__Task instructions__
Reproduce the material below, substituting "circle" for every "disc" and leaving everything else as it is.
— BEGIN Material for this exercise —
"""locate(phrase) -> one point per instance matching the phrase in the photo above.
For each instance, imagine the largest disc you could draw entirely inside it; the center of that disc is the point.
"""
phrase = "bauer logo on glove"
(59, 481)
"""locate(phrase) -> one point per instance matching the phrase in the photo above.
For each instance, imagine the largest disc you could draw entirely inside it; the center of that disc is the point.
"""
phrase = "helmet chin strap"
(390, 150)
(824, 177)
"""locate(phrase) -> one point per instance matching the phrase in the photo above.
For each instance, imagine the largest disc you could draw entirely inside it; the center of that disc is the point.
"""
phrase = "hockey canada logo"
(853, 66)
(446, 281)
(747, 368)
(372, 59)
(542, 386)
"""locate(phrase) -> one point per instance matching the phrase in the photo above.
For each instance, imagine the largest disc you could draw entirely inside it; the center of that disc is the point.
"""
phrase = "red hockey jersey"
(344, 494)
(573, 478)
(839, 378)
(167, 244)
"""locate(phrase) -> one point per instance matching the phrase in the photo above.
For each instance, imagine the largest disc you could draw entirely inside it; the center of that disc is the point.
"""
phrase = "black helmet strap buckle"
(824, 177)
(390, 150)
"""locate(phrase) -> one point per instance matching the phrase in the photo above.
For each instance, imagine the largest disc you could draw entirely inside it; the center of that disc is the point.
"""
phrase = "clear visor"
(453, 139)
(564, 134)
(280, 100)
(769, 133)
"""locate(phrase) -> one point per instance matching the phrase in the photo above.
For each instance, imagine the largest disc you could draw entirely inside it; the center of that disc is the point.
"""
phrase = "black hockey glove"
— END Material for this exercise —
__Result for this task__
"""locate(phrase) -> one point per instance matching the phrase in the photo above.
For each instance, imagine the largest circle you could draw entirely inside it; the center of that circle is the point.
"""
phrase = "bauer logo on glove"
(59, 481)
"""locate(phrase) -> one point per instance matching the phrase in the photo above.
For each instance, imagine the largest circle you could draw entirely inside it; the center of that circle is the point.
"""
phrase = "helmet chin strap"
(390, 150)
(824, 177)
"""locate(phrase) -> one point per instance matching the phrase in the photo above.
For each instance, imagine the largest circle you could draw entirely inside it; the center of that circle is the point.
"""
phrase = "hockey canada logo"
(853, 66)
(446, 281)
(747, 368)
(372, 59)
(542, 386)
"""locate(phrase) -> one point per instance matching the phrase in the photo above.
For each instance, imagine the largest circle you could draw entirely inside it; the center of that circle is the point.
"""
phrase = "red hockey jersey"
(344, 494)
(573, 478)
(839, 378)
(167, 244)
"""locate(phrase) -> one point per instance matching the phrase in the photo above.
For each instance, imagine the largest circle you could draw entirely inside it; the center of that circle is the point.
"""
phrase = "black helmet strap buckle"
(824, 177)
(390, 150)
"""locate(phrase) -> one point per instance matching the phrase in the photo above.
For each instance, imagine the largest circle you could draw entirely inside it; the center of that circle is the point.
"""
phrase = "clear visor"
(453, 139)
(564, 134)
(280, 100)
(769, 133)
"""locate(phrase) -> one point per instance matching the phrase in the photo above.
For each instance, imagine the largest circle you could draw entirely inside it; the center of that circle is the point.
"""
phrase = "black hockey glove"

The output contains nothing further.